** Start of Source excerpt **

Once my stocking was all opened, I got up and packed up my stuff to head down into Chota.  I couldn’t fight the feeling of just really needing to get out of my house, off my mountain, and around other Americans.  Once all my stuff was packed, I realized I couldn’t call the nice mototaxi driver, Elvis, because I didn’t have money charged up on my phone.  I walked into the kitchen, where I found my whole family awake and eating, and asked my host mom if she could call Elvis for me because I didn’t have “recarga” on my phone.  She said sure, but told me to eat first.  I felt a slight tug of desperation and wanted to beg that she call now because I’d have to wait an hour regardless and I needed to get the hell out of there.  However, I didn’t know how to ask politely, so I sat down on the bench and tried to think of a nice way to ask.  She set in front of me the bowl from the night before, complete with cold chicken, panetón and nasty biscuits.  The image and feel and sounds of Christmas morning breakfast at home popped into my head, my grandfather in his red plaid robe and Christmas hat; my mom in her periwinkle purple one, her contented little Christmas smile that pulls lightly at the corner of her mouth, and the unbrushed cowlick at the back of her head that leaves a little bump of hair poking up, the mirror image of my grandmother’s bed head; warm, freshly baked scones, fresh fruit, orange juice, and coffee in Yaya’s old China cups with the blue rim; Mom’s favorite and only classical Christmas CD that skips more often than not and leaves someone running into the summer kitchen to change the song…
My eyes started to water and I shoved the images out of my head.  As I opened my mouth to make a desperate plea for the phone call, Samuel got up with the cell phone and walked out of the kitchen.  He came back a minute later and said that Elvis didn’t pick up his phone.  Unexpectedly, the tears came flooding down my cheeks in an instant, but I brushed them away and tried to put a firm cap back on the water works.  I focused intently on my cold chicken.  After two or three more calls, Elvis finally picked up and said he would come to get us.

** End of Source excerpt **

Given problem:
Continue the Christmas morning account, starting after its last sentence. The listing has no connection to the Christmas morning account.

** Start of Listed entries **

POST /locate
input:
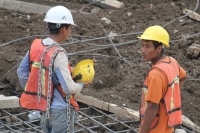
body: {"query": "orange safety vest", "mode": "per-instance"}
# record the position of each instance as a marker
(172, 97)
(29, 98)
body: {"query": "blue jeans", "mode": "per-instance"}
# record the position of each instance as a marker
(57, 122)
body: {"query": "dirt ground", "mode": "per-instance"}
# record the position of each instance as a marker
(116, 81)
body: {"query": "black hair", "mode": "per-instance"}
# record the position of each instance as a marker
(156, 44)
(55, 28)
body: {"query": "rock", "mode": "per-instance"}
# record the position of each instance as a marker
(180, 131)
(193, 51)
(105, 20)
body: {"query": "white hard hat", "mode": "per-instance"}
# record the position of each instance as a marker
(59, 15)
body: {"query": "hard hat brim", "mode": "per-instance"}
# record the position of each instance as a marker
(144, 37)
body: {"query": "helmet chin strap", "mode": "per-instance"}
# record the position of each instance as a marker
(163, 46)
(58, 25)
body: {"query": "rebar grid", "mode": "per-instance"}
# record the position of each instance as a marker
(89, 120)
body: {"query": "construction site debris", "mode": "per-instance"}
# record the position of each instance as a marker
(192, 15)
(193, 51)
(109, 4)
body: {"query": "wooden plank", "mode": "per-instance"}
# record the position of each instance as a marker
(8, 102)
(25, 6)
(113, 108)
(109, 4)
(193, 15)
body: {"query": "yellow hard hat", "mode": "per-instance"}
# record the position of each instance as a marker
(84, 71)
(156, 33)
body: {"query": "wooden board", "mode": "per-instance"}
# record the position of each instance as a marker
(109, 4)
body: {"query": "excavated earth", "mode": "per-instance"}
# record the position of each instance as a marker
(116, 80)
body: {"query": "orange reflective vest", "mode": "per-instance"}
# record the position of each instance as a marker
(172, 97)
(29, 98)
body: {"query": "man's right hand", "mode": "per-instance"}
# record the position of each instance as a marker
(87, 84)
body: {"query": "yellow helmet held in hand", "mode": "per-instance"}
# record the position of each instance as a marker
(84, 71)
(156, 33)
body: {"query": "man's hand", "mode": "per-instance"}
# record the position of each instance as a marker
(87, 84)
(150, 114)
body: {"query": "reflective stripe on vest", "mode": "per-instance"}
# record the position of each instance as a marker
(172, 98)
(29, 98)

** End of Listed entries **

Expected answer:
We waited almost two hours for him to come, I sat watching the ducks clean themselves and the pig try to eat chicken poop out of the range of his rope, before we started walking down the road and found him parked by the school.  I rode down the hill with my host grandfather, Maximandro, and Celina.  We’d been in the mototaxi for maybe five minutes before we came across three people walking down the road who wanted a ride into town.  Six people in a mototaxi = not good.  Three of the six people in the mototaxi up all night dancing and drinking = REALLY not good.  Two of the three people who joined us were guys so drunk their eyes wouldn’t focus, and one super chatty, very shrill, and blatantly yelling little woman.  To situate yourselves correctly in this scenario, if you have never been in a mototaxi, picture a carriage, how people sit on either side facing each other but imagine that carriage is much smaller, not sufficiently covered to keep out the pouring rain, and actually pulled by a motorcycle.  Well, the guy sitting across from me, or in front of me depending on your perspective, reeked, and was so hung over he kept his head down and spent most of the ride with it bent out the door, afraid he would vomit.  The bad news is that if he vomited, I would get it all over me even if he did get it out of the door, because I was down wind of him and there isn’t actually a door.  So I spent most of the ride clutching my backpack in my lap with one hand steadying myself, swearing over and over again in my head that if he puked on me I was actually going to kill him.  Not a Christmasy thought, but getting puked on is not a Christmasy activity.


Just chilling on my stool, talking to my family :)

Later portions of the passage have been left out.